EXERCISE TASKS:
1. Answer from the Toberoff v. Summerfield excerpt:
(a) What citation does it list for the case?
(b) Which judge delivered the opinion?
(c) On what date was the order under review entered?
2. Retype the Toberoff v. Summerfield excerpt character for character, starting with "Citation256 F.2d 91" and going on through "is being sustained.".

PAGE EXCERPT:
╭──

Toberoff v. Summerfield

Decision Date08 May 1958
Docket NumberNo. 15988.,15988.
Citation256 F.2d 91
PartiesAbe S. TOBEROFF, individually, and doing business as T-R Productions, Appellant, v. Arthur E. SUMMERFIELD, Postmaster General of the United States, Appellee.
CourtU.S. Court of Appeals — Ninth Circuit

Brock, Fleishman & Rykoff, Stanley Fleishman, Hollywood, Cal., for appellant.

Laughlin E. Waters, U. S. Atty., Richard A. Lavine, Alfred B. Doutre, Los Angeles, Cal., for appellee.

Before STEPHENS, Chief Judge, and POPE and HAMLEY, Circuit Judges.

HAMLEY, Circuit Judge.

This is an appeal from a district court order directing that mail addressed to T-R Productions, Los Angeles, be detained until final determination of mail-exclusion proceedings pending before the Post Office Department. The order under review was entered on April 14, 1958. The appeal has been expedited because of the claim that irreparable damage is being sustained.

╰──

DATA RECORDS:
╭──

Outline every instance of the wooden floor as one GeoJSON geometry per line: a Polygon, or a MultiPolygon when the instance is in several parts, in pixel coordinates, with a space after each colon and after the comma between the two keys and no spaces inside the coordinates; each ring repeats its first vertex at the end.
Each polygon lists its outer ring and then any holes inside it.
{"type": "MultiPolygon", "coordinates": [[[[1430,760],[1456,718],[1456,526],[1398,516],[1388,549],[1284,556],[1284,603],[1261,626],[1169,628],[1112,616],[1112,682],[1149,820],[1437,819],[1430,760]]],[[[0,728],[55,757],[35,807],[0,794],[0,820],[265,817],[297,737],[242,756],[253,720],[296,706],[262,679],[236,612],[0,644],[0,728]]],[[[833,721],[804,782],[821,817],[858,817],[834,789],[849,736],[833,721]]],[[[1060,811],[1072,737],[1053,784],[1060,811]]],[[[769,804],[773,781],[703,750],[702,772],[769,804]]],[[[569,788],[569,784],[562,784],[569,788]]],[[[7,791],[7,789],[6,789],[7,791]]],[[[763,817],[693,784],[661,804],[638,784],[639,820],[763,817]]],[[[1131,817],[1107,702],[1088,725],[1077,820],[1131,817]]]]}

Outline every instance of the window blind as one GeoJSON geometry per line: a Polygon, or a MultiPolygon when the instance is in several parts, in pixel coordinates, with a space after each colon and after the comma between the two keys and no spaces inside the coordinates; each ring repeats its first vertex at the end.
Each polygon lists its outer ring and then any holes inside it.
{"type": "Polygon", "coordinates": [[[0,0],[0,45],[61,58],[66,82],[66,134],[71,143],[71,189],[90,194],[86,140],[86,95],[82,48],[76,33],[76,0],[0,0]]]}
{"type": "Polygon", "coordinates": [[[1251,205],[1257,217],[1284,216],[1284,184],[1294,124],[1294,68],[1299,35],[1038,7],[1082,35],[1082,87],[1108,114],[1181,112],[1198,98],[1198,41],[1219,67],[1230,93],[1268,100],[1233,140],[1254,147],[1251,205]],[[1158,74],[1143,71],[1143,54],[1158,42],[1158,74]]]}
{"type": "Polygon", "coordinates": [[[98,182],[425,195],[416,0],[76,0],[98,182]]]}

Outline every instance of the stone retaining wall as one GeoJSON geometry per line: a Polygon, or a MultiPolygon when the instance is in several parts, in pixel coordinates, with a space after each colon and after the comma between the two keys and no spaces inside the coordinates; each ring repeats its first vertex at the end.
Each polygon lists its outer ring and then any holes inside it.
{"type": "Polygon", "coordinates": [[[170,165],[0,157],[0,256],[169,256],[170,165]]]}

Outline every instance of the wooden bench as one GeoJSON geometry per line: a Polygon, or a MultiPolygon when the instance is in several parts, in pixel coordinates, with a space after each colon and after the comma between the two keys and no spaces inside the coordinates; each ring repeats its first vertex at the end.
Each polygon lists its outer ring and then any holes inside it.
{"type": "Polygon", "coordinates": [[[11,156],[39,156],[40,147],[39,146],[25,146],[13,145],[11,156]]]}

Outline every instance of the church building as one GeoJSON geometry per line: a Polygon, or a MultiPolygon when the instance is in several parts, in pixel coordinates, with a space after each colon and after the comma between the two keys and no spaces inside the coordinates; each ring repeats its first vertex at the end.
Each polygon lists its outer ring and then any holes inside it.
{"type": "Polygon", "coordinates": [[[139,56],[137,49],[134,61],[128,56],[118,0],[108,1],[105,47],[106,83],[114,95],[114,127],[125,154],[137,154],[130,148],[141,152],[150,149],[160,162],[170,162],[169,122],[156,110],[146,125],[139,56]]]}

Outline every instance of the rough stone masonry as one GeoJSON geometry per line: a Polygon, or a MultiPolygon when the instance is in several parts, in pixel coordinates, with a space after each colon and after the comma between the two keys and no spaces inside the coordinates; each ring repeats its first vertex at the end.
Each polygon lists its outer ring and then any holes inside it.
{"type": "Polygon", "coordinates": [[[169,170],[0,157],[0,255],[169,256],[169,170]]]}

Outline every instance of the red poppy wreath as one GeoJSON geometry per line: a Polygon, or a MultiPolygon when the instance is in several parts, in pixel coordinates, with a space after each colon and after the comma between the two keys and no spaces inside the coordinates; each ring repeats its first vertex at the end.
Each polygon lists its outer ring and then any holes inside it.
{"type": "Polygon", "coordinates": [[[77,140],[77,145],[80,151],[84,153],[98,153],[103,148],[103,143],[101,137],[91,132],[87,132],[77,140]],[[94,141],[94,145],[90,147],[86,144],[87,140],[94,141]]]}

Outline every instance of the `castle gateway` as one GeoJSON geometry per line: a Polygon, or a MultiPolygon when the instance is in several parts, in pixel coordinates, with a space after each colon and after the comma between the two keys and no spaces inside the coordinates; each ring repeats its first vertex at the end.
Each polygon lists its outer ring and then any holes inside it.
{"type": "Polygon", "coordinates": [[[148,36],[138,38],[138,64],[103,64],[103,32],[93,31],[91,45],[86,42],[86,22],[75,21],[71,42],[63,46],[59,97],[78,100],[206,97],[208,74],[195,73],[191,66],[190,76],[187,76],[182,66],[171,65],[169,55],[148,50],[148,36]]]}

╰──

WORKED SOLUTIONS:
1.
(a) 256 F.2d 91
(b) Hamley, Circuit Judge
(c) April 14, 1958

2.
Citation256 F.2d 91
PartiesAbe S. TOBEROFF, individually, and doing business as T-R Productions, Appellant, v. Arthur E. SUMMERFIELD, Postmaster General of the United States, Appellee.
CourtU.S. Court of Appeals — Ninth Circuit

Brock, Fleishman & Rykoff, Stanley Fleishman, Hollywood, Cal., for appellant.

Laughlin E. Waters, U. S. Atty., Richard A. Lavine, Alfred B. Doutre, Los Angeles, Cal., for appellee.

Before STEPHENS, Chief Judge, and POPE and HAMLEY, Circuit Judges.

HAMLEY, Circuit Judge.

This is an appeal from a district court order directing that mail addressed to T-R Productions, Los Angeles, be detained until final determination of mail-exclusion proceedings pending before the Post Office Department. The order under review was entered on April 14, 1958. The appeal has been expedited because of the claim that irreparable damage is being sustained.